Where does the string "duck" appear? Copy every line of the entries below that holds it.

§ Data in this exercise:

══════════════════════════════

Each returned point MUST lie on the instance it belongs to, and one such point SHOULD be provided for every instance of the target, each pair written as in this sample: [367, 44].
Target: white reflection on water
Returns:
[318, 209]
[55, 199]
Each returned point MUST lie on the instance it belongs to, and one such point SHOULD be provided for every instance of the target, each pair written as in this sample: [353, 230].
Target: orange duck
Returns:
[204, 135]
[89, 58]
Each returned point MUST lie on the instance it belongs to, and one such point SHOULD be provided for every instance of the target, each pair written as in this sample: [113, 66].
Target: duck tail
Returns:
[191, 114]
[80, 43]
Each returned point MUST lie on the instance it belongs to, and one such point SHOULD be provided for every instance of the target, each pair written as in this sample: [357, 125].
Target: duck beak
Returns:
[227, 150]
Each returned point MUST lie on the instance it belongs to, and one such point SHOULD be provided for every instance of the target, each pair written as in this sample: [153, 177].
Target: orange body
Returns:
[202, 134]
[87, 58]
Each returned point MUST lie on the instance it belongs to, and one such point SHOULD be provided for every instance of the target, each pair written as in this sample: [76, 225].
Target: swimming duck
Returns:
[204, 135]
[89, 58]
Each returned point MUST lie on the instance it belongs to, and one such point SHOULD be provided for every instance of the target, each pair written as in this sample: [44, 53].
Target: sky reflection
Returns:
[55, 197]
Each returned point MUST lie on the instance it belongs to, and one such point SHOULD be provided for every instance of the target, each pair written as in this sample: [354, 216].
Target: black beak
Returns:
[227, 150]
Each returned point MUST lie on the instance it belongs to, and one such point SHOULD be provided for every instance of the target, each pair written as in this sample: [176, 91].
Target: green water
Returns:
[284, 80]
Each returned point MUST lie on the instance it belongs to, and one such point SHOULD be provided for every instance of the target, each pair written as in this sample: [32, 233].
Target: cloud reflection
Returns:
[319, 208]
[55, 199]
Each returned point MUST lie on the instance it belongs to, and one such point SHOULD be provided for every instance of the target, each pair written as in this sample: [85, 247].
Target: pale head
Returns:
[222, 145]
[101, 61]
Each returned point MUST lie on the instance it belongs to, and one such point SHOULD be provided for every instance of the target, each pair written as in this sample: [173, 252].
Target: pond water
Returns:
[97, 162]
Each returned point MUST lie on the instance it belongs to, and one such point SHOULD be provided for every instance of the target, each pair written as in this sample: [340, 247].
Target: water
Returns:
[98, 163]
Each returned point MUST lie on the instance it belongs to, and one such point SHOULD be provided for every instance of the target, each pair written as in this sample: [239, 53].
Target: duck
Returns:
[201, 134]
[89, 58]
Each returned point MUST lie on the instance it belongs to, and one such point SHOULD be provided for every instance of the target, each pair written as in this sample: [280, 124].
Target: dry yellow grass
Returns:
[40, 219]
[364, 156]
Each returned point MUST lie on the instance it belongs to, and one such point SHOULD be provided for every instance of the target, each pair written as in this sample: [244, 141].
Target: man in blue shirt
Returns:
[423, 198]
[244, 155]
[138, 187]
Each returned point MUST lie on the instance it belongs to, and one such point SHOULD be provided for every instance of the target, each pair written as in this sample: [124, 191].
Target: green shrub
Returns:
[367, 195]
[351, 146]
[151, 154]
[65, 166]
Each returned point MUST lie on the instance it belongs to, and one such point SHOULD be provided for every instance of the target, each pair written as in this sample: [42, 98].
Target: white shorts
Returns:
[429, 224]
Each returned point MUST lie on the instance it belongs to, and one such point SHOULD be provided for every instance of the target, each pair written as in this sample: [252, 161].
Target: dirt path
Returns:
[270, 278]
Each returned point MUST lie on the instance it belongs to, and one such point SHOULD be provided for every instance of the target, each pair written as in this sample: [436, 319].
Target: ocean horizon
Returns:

══════════════════════════════

§ Response:
Target: orange duck
Target: duck tail
Target: duck beak
Target: swimming duck
Target: duck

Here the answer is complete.